Il a l'accent du Portugal, qu'il a quitté il y a une vie de cela, pour le Québec.

- Votre cancer, c'est quoi?

- Je ne sais pas, répond le patient en faisant la moue.

- Votre médecin, c'est qui?

- Le docteur Perrotte.

- Ah, vous, c'est la prostate, donc, dit Pierre, connaisseur.

Mon ours d'infirmier cherche une veine. Le bras de M. Fernando est minuscule, dans ses grosses pattes. Il finit par trouver. M. Fernando lui envoie un «Bravo, mousieur!». Il fait un geste large, montre la cuisine. «C'est un peu à l'envers, dit-il. J'ai donné pas mal d'affaires.»

Du salon nous parvient le son d'un film américain. M. Fernando sort des photos d'un sac d'épicerie.

Des photos de lui, à l'hôpital. Avec des infirmières. Avec la réceptionniste. Avec un médecin. Là, la chaise où il reçoit ses traitements.

- **Actions demandées**
1. Selon l'extrait, qui est le médecin du patient ?
2. Indiquez, s'il vous plaît, si chacune de ces affirmations concorde avec l'extrait, en citant les mots qui tranchent : (a) l'infirmier trouve une veine du premier coup ; (b) M. Fernando sort des photos d'un sac d'épicerie ; (c) le son d'un film américain vient du salon.
3. Recopiez un passage de l'extrait, à partir des mots « - Votre cancer, c'est » et jusqu'aux mots « dit Pierre, connaisseur. » inclus.
Les entrées n'ont aucun lien avec l'extrait.

- **Matériel d'étude**
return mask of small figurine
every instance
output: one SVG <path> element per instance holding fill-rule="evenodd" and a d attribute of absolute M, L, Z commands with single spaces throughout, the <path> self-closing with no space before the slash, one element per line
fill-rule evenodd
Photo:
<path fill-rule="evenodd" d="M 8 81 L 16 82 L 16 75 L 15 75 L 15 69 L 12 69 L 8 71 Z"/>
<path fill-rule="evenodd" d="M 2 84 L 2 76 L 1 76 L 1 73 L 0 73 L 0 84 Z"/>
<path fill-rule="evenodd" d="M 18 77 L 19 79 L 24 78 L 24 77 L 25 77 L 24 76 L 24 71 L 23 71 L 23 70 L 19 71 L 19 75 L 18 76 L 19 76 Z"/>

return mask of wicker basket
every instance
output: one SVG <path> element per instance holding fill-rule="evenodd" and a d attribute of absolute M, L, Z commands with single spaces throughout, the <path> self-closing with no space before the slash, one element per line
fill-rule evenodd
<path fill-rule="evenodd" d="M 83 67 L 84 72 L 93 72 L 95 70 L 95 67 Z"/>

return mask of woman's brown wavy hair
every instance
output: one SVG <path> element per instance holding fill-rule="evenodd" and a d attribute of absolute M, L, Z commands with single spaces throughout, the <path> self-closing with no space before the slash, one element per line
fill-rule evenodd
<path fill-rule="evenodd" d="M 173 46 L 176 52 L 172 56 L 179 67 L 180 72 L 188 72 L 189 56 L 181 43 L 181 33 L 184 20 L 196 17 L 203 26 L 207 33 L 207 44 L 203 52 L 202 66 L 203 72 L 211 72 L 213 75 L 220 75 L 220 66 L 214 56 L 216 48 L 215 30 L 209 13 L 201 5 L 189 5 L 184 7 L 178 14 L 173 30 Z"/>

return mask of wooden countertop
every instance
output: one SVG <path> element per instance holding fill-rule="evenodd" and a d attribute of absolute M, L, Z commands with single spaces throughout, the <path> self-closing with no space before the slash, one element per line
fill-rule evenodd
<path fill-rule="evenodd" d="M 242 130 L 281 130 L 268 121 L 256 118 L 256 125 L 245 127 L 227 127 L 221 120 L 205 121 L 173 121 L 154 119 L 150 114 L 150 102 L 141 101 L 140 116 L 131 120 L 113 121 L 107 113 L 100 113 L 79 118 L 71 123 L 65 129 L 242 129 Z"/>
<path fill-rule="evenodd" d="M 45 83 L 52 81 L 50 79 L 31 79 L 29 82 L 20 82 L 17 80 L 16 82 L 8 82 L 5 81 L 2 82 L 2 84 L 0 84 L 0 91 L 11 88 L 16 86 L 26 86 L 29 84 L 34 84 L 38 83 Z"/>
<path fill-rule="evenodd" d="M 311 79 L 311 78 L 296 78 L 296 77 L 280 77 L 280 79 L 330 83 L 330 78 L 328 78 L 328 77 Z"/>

- **Problèmes résolus**
1. Le docteur Perrotte.

2.
(a) Non : « Il finit par trouver. »
(b) Oui : « M. Fernando sort des photos d'un sac d'épicerie. »
(c) Oui : « Du salon nous parvient le son d'un film américain. »

3.
- Votre cancer, c'est quoi?

- Je ne sais pas, répond le patient en faisant la moue.

- Votre médecin, c'est qui?

- Le docteur Perrotte.

- Ah, vous, c'est la prostate, donc, dit Pierre, connaisseur.